Task directions — In the listing, rewrite the lines starting at the one that has "Pick out the shoulder" and ending after the one that has "pixel 34 147". Replace "set one pin per instance" with "place one marker for each instance" and leave everything else unchanged.

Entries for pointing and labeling
★ ★ ★ ★ ★

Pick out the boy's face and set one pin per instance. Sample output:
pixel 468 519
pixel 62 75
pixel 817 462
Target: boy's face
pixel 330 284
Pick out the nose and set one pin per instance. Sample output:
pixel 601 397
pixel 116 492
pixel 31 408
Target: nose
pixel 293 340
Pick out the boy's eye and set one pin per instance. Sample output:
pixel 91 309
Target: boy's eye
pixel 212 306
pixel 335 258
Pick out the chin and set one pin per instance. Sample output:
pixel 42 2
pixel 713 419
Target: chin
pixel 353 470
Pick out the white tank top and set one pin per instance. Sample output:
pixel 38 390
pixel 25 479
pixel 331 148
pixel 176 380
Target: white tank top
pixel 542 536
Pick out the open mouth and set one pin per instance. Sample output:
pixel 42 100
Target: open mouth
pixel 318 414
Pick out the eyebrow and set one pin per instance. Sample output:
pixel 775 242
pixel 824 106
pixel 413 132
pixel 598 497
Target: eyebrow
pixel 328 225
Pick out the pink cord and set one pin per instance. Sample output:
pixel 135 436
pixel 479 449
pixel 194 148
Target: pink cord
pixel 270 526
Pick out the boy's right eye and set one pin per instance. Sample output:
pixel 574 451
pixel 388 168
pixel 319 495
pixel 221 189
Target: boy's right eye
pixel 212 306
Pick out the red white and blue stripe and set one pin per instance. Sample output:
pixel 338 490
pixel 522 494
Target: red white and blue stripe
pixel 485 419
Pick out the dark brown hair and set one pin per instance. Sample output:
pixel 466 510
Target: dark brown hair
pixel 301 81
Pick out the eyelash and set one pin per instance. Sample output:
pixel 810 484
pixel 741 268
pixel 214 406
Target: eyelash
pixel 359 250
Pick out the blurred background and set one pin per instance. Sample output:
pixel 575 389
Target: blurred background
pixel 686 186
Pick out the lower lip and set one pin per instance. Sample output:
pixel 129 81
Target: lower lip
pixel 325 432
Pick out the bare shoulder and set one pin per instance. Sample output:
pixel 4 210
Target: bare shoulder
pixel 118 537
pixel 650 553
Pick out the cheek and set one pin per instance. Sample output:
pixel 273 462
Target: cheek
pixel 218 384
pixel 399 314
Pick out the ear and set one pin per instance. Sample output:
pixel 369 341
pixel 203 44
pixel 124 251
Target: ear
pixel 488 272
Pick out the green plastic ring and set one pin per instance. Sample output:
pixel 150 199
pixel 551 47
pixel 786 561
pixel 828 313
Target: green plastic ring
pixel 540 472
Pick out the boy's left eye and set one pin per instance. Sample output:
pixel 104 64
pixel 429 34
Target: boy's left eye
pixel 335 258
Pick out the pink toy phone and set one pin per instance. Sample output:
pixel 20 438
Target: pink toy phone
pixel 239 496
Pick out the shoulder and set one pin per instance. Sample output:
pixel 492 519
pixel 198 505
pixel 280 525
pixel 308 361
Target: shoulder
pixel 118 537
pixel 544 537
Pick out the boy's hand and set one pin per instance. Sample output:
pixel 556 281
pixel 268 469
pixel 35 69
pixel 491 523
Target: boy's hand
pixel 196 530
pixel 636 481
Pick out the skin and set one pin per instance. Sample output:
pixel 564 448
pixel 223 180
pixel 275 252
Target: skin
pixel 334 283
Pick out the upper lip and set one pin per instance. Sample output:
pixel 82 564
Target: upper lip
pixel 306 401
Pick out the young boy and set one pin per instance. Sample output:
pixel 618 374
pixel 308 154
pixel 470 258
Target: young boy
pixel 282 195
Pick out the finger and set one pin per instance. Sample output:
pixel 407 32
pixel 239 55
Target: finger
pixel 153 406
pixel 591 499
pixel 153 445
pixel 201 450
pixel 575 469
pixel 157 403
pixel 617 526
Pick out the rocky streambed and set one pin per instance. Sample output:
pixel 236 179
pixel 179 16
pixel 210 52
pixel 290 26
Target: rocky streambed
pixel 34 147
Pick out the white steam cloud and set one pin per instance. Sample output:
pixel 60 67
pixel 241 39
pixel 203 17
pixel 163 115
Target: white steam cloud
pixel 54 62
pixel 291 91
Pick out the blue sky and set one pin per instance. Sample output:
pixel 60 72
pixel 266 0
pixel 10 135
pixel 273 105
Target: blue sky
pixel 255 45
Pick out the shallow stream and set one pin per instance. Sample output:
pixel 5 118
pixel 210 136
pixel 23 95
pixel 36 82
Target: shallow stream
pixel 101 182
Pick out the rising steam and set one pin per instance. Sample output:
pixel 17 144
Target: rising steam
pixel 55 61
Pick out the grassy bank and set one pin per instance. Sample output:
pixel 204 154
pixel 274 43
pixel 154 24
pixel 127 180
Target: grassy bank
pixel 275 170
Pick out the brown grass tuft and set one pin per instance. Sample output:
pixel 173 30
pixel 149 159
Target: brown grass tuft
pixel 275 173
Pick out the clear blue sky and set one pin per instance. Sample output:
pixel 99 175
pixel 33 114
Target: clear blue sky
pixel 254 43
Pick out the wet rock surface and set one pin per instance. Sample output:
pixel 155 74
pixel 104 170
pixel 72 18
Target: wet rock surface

★ ★ ★ ★ ★

Task output —
Pick out the shoulder and place one marker for each instance. Sample output:
pixel 492 519
pixel 198 505
pixel 280 525
pixel 308 361
Target: shoulder
pixel 118 537
pixel 544 537
Pick out the boy's hand and place one marker for each instance. Sample output:
pixel 556 281
pixel 268 469
pixel 35 69
pixel 491 523
Target: boy's hand
pixel 196 530
pixel 636 481
Pick out the skin and place one marker for each instance. Sample output:
pixel 564 448
pixel 223 180
pixel 275 252
Target: skin
pixel 334 283
Pick out the upper lip and place one marker for each instance. Sample output:
pixel 82 564
Target: upper lip
pixel 306 401
Pick out the young boy and place one marker for each instance. Sample output:
pixel 618 374
pixel 308 154
pixel 470 258
Target: young boy
pixel 282 195
Pick out the finger and place one marker for each instance. Sample output:
pixel 407 32
pixel 239 55
Target: finger
pixel 153 406
pixel 591 499
pixel 153 445
pixel 201 450
pixel 575 469
pixel 157 403
pixel 617 526
Pick out the rocky streambed and place one marker for each instance. Sample output:
pixel 236 179
pixel 179 16
pixel 210 52
pixel 290 26
Target: rocky streambed
pixel 34 147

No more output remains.